Saved entries:

"""

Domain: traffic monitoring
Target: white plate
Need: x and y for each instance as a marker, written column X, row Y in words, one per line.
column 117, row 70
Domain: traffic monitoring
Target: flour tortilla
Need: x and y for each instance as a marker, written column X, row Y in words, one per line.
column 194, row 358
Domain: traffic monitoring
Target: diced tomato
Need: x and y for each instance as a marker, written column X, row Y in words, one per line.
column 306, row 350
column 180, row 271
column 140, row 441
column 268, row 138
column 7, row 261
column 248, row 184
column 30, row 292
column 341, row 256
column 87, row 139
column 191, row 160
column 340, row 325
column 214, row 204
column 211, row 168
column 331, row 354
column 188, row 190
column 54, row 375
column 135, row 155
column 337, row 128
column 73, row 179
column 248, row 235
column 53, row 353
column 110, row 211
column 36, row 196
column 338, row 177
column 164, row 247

"""

Exercise description
From the first line to the last, set down every record exactly as written above.

Written answer
Domain: traffic monitoring
Target: white plate
Need: x and y for each instance as a marker, written column X, row Y in words, one per line.
column 117, row 70
Domain: traffic monitoring
Target: flour tortilla
Need: x and y for each instance as a marker, written column X, row Y in words, one per line.
column 194, row 358
Domain: traffic monitoring
Target: diced tomato
Need: x and y for each instance as a marker, written column X, row Y in words, one per line.
column 306, row 350
column 180, row 271
column 140, row 441
column 268, row 138
column 7, row 261
column 248, row 184
column 30, row 292
column 341, row 256
column 87, row 139
column 191, row 160
column 340, row 325
column 214, row 204
column 211, row 168
column 331, row 354
column 188, row 190
column 54, row 375
column 135, row 155
column 337, row 128
column 73, row 179
column 248, row 235
column 53, row 353
column 110, row 211
column 36, row 196
column 338, row 177
column 164, row 247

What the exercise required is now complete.